** Passage to read follows **

Introduction

Environmental contamination by toxic heavy metals and organometals has become a major global concern as they pose a serious threat to the biota along with humans (Nehru and Kaushal 1992; Hernandez et al. 1998; Nies 1999; Cerebasi and Yetis 2001; Hartwing et al. 2002; Dubey and Roy 2003; Dubey et al. 2006). Heavy metal and organometallic pollutants, viz. Pb, Hg, Cd, tributyltin, triphenyltin and tetraethyl lead contaminate the environment from various anthropogenic sources such as industrial wastes, effluents, shipyard wastes, automobile emissions, mining drainage and agricultural wastes. Toxic heavy metals, viz. Hg, Cd and Pb are persistent in the environment which ultimately results in bioaccumulation, causing DNA damage, oxidative damage to proteins and lipids as they bind to essential proteins, lipids and metabolic enzymes (Nies 1999; Asmub et al. 2000; Hartwing et al. 2002). Therefore, these toxic metals are included as hazardous wastes in the list of priority pollutants by Environmental Protection Agency of USA (Cameron 1992).

** End of Passage to read **
** Data shown follows **

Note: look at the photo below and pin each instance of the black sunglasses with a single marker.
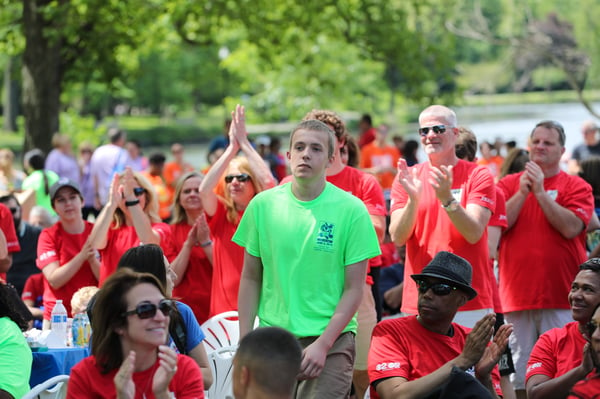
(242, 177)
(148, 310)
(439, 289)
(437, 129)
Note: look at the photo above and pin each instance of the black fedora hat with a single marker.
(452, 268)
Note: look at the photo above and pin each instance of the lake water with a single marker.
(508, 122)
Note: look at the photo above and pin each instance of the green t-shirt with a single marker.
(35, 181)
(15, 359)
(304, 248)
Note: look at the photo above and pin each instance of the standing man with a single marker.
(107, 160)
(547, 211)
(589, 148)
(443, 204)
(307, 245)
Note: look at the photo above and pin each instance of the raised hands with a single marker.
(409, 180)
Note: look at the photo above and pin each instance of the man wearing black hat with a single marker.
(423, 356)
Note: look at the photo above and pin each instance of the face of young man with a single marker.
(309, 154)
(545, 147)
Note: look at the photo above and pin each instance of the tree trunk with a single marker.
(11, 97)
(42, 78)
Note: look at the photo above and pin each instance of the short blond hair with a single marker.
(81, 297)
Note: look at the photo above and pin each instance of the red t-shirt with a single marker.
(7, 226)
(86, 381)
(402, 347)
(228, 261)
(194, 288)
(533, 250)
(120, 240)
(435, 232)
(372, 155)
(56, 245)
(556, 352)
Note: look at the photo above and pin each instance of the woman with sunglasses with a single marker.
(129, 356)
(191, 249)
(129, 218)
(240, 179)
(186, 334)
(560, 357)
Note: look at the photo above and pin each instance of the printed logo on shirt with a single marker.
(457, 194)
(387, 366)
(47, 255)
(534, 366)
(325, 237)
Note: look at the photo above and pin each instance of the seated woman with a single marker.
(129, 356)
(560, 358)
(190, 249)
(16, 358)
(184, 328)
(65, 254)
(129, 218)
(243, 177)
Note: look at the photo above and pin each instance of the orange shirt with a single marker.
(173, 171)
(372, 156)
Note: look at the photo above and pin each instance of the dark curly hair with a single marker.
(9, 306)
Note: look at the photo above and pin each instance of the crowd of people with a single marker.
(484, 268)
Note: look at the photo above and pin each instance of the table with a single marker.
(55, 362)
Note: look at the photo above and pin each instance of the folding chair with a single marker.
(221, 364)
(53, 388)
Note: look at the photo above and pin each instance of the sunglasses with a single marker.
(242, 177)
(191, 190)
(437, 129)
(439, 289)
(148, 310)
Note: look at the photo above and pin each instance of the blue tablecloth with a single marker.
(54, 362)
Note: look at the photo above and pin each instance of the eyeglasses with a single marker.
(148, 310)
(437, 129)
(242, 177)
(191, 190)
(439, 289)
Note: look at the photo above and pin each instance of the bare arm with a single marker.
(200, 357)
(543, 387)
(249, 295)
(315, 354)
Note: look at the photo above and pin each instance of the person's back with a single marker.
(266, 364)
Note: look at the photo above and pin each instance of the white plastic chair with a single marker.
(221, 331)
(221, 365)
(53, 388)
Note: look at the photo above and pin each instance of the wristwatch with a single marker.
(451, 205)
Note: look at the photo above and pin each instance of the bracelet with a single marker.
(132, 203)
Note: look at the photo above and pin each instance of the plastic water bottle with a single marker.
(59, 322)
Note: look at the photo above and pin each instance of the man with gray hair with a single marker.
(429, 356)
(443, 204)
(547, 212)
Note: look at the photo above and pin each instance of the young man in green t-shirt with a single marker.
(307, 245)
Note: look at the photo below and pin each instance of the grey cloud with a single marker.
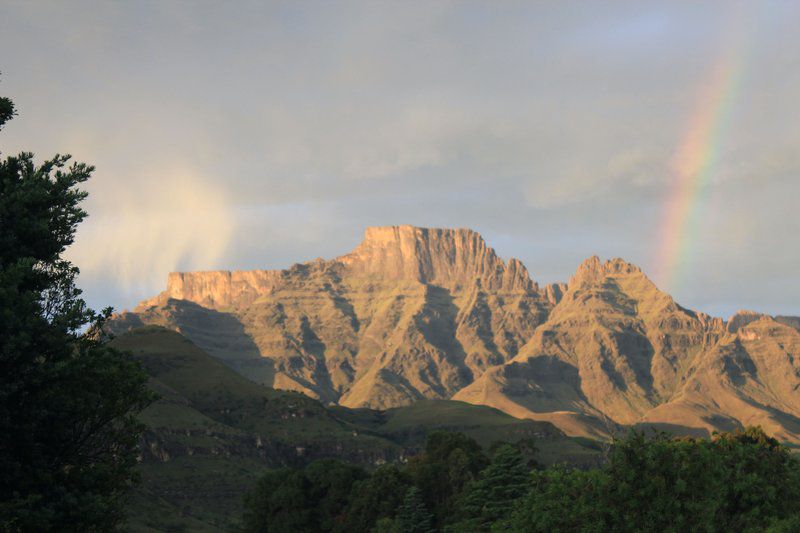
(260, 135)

** End of Data shown **

[Directions]
**1.** In the introduction on heavy metal contamination, which agency includes these toxic metals in its list of priority pollutants?
**2.** Write a continuation of the introduction on heavy metal contamination, starting after its last sentence.
The items come from a different source than the introduction on heavy metal contamination.

[Responses per task]
**1.** The Environmental Protection Agency of the USA.

**2.**
Bioremediation is environmental friendly, economically viable and highly efficient technique as compared to physicochemical methods to clean up environmental sites polluted with potentially hazardous heavy metals (Gadd and White 1993). Bacteria need to develop different mechanisms to survive in extreme environmental conditions such as heavy metal stress. General resistant mechanisms to counteract heavy metals and organometals include energy-dependent efflux, enzymatic detoxification, bioaccumulation, biosorption, precipitation and sequestration (Gadd 1990; Nies et al.1995; Pain and Cooney 1998; Levinson and Mahler 1998; Nies 1999; Roane 1999; Canovas et al. 2003; Dubey and Roy 2003; Dubey et al. 2006; Cruz et al. 2007; Martinez et al. 2007; Taghavi et al. 2009; Naik and Dubey 2011).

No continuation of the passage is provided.